Would you retype the whole listing exactly, leaving its pictures out?

Recorded data:
##############################

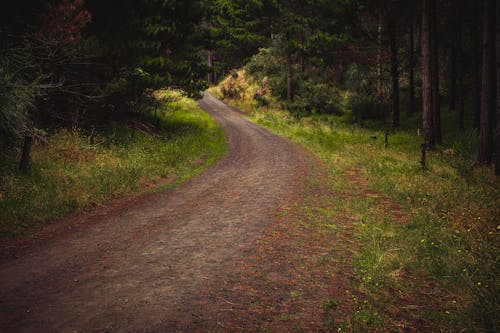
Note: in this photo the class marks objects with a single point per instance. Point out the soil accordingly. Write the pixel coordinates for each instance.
(181, 260)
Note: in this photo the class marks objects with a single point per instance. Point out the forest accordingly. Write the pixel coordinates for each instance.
(400, 100)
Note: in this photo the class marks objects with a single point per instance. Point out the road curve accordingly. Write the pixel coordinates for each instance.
(156, 262)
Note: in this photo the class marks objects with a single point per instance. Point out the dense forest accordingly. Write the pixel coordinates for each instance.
(68, 62)
(406, 91)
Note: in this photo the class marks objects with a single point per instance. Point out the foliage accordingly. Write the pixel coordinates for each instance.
(71, 174)
(19, 88)
(231, 89)
(63, 21)
(264, 64)
(427, 239)
(364, 107)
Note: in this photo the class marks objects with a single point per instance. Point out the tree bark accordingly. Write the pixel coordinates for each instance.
(210, 66)
(25, 156)
(460, 69)
(476, 59)
(379, 55)
(411, 71)
(497, 136)
(488, 85)
(288, 78)
(394, 72)
(436, 110)
(427, 117)
(453, 70)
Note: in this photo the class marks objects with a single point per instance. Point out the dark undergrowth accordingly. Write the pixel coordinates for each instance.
(71, 173)
(427, 240)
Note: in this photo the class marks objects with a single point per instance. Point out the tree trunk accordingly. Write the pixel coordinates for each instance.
(411, 72)
(210, 65)
(453, 71)
(436, 111)
(394, 72)
(426, 77)
(488, 85)
(25, 156)
(379, 55)
(476, 59)
(460, 70)
(497, 136)
(288, 78)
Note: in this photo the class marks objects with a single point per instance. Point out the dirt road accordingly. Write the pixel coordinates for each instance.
(158, 262)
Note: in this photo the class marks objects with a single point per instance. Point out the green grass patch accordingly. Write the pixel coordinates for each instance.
(70, 174)
(437, 269)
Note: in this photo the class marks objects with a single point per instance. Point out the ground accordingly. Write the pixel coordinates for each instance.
(200, 257)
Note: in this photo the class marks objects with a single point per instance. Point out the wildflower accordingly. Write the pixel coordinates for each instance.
(449, 152)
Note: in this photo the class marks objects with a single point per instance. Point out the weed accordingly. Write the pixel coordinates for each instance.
(70, 174)
(437, 267)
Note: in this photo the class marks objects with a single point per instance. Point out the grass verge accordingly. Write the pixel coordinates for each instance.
(69, 174)
(426, 240)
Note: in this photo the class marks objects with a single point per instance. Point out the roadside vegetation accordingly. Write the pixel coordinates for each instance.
(427, 239)
(73, 169)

##############################

Response to the exercise:
Note: in this photo the class marks objects with a single point per instance. Point out the soil accordingly. Write the pixel coordinates for each instance.
(181, 260)
Note: in this photo the class marks objects with a single point per instance. Point out the forest accordingly. Write the pixel coordinates for each instance.
(400, 100)
Note: in this photo the class marks objects with a single point per instance. Point out the road curve accordingly. Write the pixel coordinates for each instance.
(156, 262)
Note: in this photo the class marks objects with a single point per instance. Point out the dense forest accordingly. Write the pixel coordinates for each instance.
(68, 62)
(406, 91)
Note: in this photo the class marks objects with a single point per instance. Point out the foliage accordingly. Write the pixel coordinates for each instance.
(71, 174)
(19, 88)
(231, 89)
(63, 21)
(264, 64)
(427, 239)
(364, 107)
Note: in this photo the class marks objects with a single point per instance. Point out the tree bark accordingly. Write the pixel coordinates for each instance.
(210, 66)
(25, 156)
(460, 69)
(476, 59)
(379, 55)
(411, 71)
(497, 136)
(488, 85)
(288, 78)
(394, 72)
(436, 110)
(427, 117)
(453, 70)
Note: in this photo the class marks objects with a single point per instance. Point out the dark undergrowth accordingly. Write the pixel coordinates for each instance.
(71, 173)
(427, 240)
Note: in this photo the class marks objects with a single point per instance. Point out the tree trunk accordingly. Write the pixel coordinates for each instance.
(411, 72)
(210, 65)
(453, 71)
(436, 111)
(394, 72)
(426, 77)
(488, 85)
(25, 156)
(379, 55)
(476, 59)
(460, 70)
(497, 136)
(288, 78)
Note: in this photo the class marks objects with a single point per instance. Point out the dirt road accordingly. Write the pixel coordinates for each instance.
(158, 262)
Note: in this photo the class marks objects with a single point per instance. Point out the green grass patch accordingly. Write the pixel coordinates for each instance.
(70, 174)
(437, 269)
Note: in this photo the class marks objects with a single point per instance. Point out the ground accordingly. Write the pixel coordinates for each instance.
(200, 257)
Note: in this photo the class marks objects with a single point per instance. Point out the wildflower accordingly. Write the pixel coordinates for each instance.
(449, 152)
Note: in this photo the class marks objects with a single point per instance. Point out the weed accordingly. Write the pixel coordinates for each instance.
(70, 174)
(437, 267)
Note: in this photo the class marks objects with a single point per instance. Point out the grass verge accordingly. Write the pixel coordinates for each instance.
(69, 174)
(426, 240)
Note: in this photo the class marks objects with a single point per instance. Point out the roadside vegetation accordingly. Write the pixel coordinates for each instance.
(427, 239)
(73, 169)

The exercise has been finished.